_Work instruction:_
Below are the records; locate each line with the word "grey" and copy it.

- - - -

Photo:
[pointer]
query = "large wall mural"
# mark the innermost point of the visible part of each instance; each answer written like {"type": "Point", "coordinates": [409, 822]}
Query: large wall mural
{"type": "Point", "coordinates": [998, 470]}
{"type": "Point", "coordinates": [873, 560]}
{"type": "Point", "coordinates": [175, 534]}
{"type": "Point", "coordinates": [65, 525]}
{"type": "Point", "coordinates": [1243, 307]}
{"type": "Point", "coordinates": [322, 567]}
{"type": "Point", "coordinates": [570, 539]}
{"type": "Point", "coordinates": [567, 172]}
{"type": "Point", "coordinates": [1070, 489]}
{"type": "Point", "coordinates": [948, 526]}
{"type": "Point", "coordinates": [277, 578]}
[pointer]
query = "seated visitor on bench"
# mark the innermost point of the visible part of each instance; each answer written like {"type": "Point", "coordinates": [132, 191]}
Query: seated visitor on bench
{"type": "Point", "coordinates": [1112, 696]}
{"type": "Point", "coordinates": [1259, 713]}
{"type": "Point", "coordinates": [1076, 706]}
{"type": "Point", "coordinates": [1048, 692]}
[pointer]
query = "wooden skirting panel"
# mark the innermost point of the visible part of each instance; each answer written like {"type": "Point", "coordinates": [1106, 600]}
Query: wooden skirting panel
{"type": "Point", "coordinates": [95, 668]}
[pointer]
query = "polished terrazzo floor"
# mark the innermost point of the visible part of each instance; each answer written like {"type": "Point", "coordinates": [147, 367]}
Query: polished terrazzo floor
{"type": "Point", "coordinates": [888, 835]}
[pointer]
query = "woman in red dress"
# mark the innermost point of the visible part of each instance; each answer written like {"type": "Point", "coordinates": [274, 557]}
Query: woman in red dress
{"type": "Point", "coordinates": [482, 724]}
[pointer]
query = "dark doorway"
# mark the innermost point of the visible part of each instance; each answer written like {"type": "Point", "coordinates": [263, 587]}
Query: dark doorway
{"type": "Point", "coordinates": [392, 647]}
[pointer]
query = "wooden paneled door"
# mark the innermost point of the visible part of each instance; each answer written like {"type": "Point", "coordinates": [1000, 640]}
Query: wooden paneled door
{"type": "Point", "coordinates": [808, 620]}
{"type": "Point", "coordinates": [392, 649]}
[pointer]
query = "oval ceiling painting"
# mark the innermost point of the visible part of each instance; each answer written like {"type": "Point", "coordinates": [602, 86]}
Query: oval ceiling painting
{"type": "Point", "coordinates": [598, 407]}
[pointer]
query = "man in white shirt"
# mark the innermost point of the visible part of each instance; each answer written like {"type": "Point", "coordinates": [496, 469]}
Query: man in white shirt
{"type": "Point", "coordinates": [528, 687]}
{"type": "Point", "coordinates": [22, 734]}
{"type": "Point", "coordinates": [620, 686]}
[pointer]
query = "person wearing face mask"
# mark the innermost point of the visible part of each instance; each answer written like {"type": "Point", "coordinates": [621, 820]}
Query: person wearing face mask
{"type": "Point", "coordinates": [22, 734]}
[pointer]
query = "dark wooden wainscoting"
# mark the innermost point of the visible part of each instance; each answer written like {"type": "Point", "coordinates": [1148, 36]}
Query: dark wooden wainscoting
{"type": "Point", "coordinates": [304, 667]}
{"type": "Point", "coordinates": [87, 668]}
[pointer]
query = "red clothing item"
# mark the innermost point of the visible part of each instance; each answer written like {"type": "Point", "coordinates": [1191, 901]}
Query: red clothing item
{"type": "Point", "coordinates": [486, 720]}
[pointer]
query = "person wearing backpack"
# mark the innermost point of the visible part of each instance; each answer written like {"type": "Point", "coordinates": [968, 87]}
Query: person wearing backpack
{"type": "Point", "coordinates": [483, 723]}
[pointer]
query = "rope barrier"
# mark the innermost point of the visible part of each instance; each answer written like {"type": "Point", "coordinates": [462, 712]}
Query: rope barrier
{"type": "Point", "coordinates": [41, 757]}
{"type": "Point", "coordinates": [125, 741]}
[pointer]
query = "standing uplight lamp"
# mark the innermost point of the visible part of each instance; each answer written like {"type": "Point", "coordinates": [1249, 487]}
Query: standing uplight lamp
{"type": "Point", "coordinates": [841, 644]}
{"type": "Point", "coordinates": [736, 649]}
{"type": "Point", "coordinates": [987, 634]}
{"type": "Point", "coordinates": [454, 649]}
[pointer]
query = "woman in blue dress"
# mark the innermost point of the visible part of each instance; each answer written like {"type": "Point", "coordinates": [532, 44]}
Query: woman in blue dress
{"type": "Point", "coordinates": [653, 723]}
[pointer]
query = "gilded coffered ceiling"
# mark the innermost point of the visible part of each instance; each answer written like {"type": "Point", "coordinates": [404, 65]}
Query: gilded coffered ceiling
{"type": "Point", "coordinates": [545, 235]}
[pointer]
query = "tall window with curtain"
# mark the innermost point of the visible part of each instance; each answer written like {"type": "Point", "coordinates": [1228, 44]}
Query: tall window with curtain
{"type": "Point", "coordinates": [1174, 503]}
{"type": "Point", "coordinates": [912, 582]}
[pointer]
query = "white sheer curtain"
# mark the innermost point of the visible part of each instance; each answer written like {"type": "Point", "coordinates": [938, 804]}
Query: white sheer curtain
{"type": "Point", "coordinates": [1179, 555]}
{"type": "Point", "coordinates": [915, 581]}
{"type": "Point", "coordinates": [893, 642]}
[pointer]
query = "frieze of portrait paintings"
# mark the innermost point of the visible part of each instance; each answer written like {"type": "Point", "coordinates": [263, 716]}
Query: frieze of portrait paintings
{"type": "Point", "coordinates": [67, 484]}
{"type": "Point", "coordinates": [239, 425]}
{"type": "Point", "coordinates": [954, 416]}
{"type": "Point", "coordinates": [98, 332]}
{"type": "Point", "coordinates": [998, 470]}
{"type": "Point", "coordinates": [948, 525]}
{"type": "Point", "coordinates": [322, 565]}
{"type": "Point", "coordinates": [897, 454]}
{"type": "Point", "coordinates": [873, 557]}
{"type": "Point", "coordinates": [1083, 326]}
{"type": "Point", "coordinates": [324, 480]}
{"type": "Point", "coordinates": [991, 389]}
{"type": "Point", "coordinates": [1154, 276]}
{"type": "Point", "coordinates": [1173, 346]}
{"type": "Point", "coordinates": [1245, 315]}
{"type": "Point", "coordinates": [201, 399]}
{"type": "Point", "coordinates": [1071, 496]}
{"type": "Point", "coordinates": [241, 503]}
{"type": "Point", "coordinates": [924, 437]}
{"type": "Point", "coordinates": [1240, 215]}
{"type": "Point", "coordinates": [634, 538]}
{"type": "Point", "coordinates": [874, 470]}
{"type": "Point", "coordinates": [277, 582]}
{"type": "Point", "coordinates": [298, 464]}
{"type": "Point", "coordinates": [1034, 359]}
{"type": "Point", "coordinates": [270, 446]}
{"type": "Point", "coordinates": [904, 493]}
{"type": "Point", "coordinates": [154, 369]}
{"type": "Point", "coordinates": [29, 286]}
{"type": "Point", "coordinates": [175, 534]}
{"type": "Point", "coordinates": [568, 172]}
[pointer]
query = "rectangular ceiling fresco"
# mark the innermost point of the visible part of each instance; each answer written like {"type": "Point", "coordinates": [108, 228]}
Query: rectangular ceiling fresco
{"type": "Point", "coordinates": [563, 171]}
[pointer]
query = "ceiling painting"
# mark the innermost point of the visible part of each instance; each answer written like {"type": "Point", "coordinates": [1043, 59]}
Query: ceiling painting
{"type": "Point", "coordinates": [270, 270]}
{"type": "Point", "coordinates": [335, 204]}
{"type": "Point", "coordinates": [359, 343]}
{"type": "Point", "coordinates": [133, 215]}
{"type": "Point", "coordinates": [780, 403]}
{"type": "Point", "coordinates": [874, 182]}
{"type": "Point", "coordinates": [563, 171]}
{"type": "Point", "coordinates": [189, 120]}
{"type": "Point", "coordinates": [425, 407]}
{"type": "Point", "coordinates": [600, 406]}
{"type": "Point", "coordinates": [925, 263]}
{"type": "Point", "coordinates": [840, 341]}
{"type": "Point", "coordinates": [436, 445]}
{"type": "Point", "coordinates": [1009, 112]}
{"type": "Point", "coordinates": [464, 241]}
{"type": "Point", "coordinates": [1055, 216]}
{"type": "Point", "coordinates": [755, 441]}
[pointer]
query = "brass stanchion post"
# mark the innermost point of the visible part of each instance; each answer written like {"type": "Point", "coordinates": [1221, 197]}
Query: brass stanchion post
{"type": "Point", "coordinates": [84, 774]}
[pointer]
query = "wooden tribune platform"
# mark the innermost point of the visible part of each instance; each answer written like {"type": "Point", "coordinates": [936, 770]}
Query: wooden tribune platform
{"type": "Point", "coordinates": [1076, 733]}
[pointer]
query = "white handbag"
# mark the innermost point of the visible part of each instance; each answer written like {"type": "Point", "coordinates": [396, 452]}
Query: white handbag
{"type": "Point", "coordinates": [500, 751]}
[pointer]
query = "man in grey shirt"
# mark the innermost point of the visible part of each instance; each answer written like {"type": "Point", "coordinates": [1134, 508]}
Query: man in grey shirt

- - - -

_Exercise answer:_
query = "man in grey shirt"
Query: man in grey shirt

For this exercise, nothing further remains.